Records:
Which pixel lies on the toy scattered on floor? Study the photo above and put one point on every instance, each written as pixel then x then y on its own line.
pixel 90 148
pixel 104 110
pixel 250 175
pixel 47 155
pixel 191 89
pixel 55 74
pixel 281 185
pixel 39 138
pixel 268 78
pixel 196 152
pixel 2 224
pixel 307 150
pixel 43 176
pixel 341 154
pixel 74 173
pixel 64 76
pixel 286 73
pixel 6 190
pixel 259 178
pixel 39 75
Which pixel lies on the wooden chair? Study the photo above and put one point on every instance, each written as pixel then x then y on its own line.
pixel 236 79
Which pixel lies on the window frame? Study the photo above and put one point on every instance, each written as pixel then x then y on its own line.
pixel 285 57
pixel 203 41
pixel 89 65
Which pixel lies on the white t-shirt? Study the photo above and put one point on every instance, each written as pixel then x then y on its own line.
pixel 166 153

__STATED EXERCISE__: Rewrite every line of the listing above as a numbered list, leaving out any blank lines.

__ANSWER TO THE TASK__:
1. Which pixel lies on the toy scattered on floor? Study the photo above and put one point on every instance, each written as pixel then x then y on its own line.
2. pixel 90 148
3. pixel 104 110
4. pixel 250 175
5. pixel 47 155
6. pixel 191 89
7. pixel 55 74
8. pixel 281 185
9. pixel 39 138
10. pixel 268 78
11. pixel 196 152
12. pixel 2 224
13. pixel 307 150
14. pixel 43 176
15. pixel 341 154
16. pixel 74 173
17. pixel 64 76
18. pixel 286 73
19. pixel 6 190
20. pixel 259 178
21. pixel 39 75
22. Which pixel lies on the wooden chair? Study the photo above and put one point on every instance, each written as pixel then x then y on its own line.
23. pixel 236 79
24. Which pixel lies on the window frame? Study the photo above and put one point on every instance, each written as pixel then x then y on its own line.
25. pixel 285 57
26. pixel 203 41
27. pixel 89 65
28. Which pixel lies on the white t-shirt? Study the photo above and put one point on every instance, each written as pixel then x then y on its own line.
29. pixel 166 153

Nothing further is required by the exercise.